## PROBLEM TO WORK ON
Copy every one of the following records line for line, with no changes.

Begin

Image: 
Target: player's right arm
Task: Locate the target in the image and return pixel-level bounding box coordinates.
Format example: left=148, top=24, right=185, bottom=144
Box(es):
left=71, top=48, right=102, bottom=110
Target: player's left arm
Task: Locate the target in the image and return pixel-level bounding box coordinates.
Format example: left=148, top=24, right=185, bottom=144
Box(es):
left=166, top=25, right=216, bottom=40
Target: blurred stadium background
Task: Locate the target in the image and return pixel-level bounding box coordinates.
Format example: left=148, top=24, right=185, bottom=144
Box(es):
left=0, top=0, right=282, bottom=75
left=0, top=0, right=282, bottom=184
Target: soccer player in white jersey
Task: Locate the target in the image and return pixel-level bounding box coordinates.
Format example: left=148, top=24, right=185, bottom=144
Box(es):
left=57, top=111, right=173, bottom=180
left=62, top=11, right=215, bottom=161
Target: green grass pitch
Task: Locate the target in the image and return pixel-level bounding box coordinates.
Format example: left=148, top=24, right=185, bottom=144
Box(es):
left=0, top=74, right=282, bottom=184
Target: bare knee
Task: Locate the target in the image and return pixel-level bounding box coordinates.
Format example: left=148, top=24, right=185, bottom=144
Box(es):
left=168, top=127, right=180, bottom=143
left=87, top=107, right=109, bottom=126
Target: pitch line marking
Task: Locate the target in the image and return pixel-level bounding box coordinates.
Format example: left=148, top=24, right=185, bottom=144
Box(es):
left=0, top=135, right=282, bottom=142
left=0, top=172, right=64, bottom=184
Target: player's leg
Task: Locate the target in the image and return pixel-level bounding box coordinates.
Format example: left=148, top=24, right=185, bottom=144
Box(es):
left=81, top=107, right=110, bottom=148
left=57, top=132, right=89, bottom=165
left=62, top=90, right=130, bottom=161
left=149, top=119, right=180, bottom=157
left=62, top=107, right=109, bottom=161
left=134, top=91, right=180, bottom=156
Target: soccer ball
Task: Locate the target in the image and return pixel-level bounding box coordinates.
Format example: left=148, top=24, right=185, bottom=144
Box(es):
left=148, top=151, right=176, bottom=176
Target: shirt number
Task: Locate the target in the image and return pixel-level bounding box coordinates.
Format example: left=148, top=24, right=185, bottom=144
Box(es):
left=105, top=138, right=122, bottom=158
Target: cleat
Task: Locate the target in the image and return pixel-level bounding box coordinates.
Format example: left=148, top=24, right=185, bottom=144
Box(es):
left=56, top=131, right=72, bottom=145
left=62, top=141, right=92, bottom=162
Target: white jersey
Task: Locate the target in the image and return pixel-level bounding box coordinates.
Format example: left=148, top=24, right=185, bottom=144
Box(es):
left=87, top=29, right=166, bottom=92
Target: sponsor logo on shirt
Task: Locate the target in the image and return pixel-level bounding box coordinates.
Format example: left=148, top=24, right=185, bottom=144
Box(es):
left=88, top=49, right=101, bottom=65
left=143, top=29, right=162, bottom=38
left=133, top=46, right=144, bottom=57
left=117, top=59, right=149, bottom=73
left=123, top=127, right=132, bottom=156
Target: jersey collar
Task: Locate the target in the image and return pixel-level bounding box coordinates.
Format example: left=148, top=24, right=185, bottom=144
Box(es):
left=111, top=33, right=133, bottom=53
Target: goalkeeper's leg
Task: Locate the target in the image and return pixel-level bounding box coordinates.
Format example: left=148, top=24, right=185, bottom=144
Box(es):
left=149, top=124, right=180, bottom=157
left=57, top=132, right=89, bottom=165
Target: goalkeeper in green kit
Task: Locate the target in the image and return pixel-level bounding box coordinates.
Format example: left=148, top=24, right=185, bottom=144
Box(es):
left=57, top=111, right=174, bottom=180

End

## RESULT OF THE EXERCISE
Image: 
Target: player's right arm
Task: Locate the target in the image and return pixel-level bounding box coordinates.
Format example: left=148, top=24, right=185, bottom=144
Box(es):
left=71, top=48, right=102, bottom=110
Target: player's left arm
Task: Locate the target in the image and return pixel-level bounding box coordinates.
Format example: left=148, top=24, right=185, bottom=144
Box(es):
left=166, top=25, right=216, bottom=40
Target: blurred stadium background
Task: Locate the target in the image and return pixel-level bounding box coordinates.
Format example: left=148, top=24, right=185, bottom=144
Box(es):
left=0, top=0, right=282, bottom=75
left=0, top=0, right=282, bottom=184
Target: soccer player in white jersey
Task: Locate the target in the image and return pixel-level bounding box coordinates.
Format example: left=148, top=24, right=185, bottom=144
Box(es):
left=57, top=111, right=173, bottom=180
left=62, top=11, right=215, bottom=161
Target: green grass pitch
Task: Locate the target in the image and return pixel-level bounding box coordinates.
Format example: left=148, top=24, right=185, bottom=144
Box(es):
left=0, top=74, right=282, bottom=184
Target: bare knee
Task: Locate the target in the image and return pixel-level bounding box coordinates.
Format example: left=148, top=24, right=185, bottom=144
Box(es):
left=168, top=127, right=180, bottom=143
left=87, top=107, right=109, bottom=126
Target: pitch line marking
Task: Locate the target in the image and return pixel-level bounding box coordinates.
Format example: left=148, top=24, right=185, bottom=144
Box(es):
left=0, top=135, right=282, bottom=142
left=0, top=172, right=64, bottom=184
Target: player's leg
Task: Locate the target in the image and return pixel-level bounding box coordinates.
Format example: left=148, top=24, right=185, bottom=144
Box(es):
left=81, top=107, right=110, bottom=148
left=57, top=132, right=89, bottom=165
left=62, top=90, right=130, bottom=161
left=149, top=119, right=180, bottom=157
left=62, top=107, right=109, bottom=161
left=134, top=91, right=180, bottom=156
Target: soccer ball
Task: Locate the target in the image and return pixel-level bounding box coordinates.
Format example: left=148, top=24, right=185, bottom=144
Box(es):
left=148, top=151, right=176, bottom=176
Target: shirt number
Task: Locate the target in the image and return pixel-level bounding box coordinates.
Format example: left=148, top=24, right=185, bottom=144
Box(es):
left=105, top=138, right=122, bottom=158
Target: cleat
Task: Locate the target in the image and return pixel-level bounding box coordinates.
Format example: left=148, top=24, right=185, bottom=144
Box(es):
left=56, top=131, right=72, bottom=145
left=62, top=141, right=92, bottom=162
Target: white jersey
Task: Locate the target in the image and return pixel-level bounding box coordinates.
Format example: left=148, top=24, right=185, bottom=144
Box(es):
left=87, top=29, right=166, bottom=92
Target: sponsor logo on shirt
Task: Locate the target in the image and return pixel-level bounding box coordinates.
Format example: left=148, top=24, right=185, bottom=144
Box(es):
left=88, top=49, right=101, bottom=65
left=143, top=29, right=162, bottom=38
left=133, top=46, right=144, bottom=57
left=117, top=59, right=149, bottom=73
left=123, top=127, right=132, bottom=156
Target: jersey collar
Task: Locate the target in the image and return pixel-level bounding box coordinates.
Format example: left=148, top=24, right=185, bottom=144
Box(es):
left=111, top=33, right=133, bottom=53
Target: goalkeeper's leg
Task: Locate the target in the image and return pixel-level bounding box coordinates.
Format example: left=148, top=24, right=185, bottom=144
Box(es):
left=149, top=124, right=180, bottom=157
left=57, top=132, right=89, bottom=165
Target: goalkeeper in green kit
Task: Locate the target in the image and return pixel-level bounding box coordinates.
Format example: left=148, top=24, right=185, bottom=144
Box(es):
left=57, top=111, right=174, bottom=180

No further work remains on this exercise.